#### Stated problem
In the article below about the churches' Prop 8 brief, what is the pending litigation through which the Supreme Court is reviewing Proposition 8?

#### Excerpt
━━━

Churches Files Prop 8 Brief
The Mormon Church, the Southern Baptists Convention, the National Association of Evangelicals, the Orthodox Jewish Union, and a sect of the Lutheran Church have filed a joint Supreme Court brief against the overturn of Proposition 8. Chris Johnson reports at Washington Blade:
The brief offers three major reasons for why the Supreme Court should uphold Prop 8, which the court is currently reviewing as result of pending litigation known as Hollingsworth v. Perry: 1) Prop 8 reflects a rational choice amid conflicting views of marriage, not prejudice; 2) Prop 8 should not be invalid because it expresses the views of religious voters; 3) Prop 8 is in line with the values of California voters and more likely to sustain the institute of marriage.The coalition has also filed a brief against the overturn of DOMA. So much for the Mormon Church's big PR push about now being gay-friendly. It also bears mentioning that the National Association of Evangelicals was once headed by Ted Haggard.

━━━

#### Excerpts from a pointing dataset
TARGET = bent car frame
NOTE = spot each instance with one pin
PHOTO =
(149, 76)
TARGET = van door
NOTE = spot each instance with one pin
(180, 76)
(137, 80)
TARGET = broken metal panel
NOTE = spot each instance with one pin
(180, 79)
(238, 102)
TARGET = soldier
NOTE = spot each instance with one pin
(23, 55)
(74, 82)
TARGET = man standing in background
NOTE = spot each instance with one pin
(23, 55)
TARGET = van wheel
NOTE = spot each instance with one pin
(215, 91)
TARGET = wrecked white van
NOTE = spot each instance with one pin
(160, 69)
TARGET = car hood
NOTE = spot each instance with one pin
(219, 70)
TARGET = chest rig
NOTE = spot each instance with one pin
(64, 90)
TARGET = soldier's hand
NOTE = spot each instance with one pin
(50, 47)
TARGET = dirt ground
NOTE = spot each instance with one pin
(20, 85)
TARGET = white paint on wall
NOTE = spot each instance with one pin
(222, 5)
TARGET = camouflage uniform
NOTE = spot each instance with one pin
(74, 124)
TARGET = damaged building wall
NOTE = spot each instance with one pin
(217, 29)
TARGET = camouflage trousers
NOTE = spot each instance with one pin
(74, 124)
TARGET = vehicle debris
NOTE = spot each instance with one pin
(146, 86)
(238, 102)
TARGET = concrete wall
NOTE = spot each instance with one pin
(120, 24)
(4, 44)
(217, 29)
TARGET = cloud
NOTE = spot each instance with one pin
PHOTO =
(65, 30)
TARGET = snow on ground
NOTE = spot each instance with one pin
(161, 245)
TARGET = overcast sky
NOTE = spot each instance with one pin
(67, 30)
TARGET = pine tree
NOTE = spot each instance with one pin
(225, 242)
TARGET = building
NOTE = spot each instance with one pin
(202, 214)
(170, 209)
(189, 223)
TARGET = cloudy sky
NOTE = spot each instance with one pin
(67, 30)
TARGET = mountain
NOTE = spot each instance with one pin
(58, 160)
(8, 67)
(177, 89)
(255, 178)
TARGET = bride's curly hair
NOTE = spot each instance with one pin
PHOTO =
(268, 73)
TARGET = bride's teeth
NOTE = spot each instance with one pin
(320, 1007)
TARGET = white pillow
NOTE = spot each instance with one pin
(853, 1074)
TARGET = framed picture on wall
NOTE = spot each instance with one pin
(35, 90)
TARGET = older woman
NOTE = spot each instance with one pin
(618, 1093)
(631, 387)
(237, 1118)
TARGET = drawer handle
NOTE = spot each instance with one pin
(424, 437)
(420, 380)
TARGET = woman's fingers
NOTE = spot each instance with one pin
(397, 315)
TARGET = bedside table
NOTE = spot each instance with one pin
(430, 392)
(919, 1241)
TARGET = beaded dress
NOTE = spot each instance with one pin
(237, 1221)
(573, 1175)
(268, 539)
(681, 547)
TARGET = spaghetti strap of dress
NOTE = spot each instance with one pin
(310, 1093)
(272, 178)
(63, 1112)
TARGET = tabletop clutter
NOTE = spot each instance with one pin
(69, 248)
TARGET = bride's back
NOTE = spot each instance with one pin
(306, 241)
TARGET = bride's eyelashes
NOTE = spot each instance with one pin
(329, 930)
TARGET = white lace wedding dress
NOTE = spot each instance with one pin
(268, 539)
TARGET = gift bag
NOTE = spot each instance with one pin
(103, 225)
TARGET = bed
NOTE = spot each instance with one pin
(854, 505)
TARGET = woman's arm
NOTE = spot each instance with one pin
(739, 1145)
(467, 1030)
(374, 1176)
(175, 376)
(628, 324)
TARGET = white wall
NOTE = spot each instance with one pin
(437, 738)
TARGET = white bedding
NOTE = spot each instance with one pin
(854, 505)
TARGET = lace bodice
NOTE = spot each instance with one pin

━━━

#### Final result
Hollingsworth v. Perry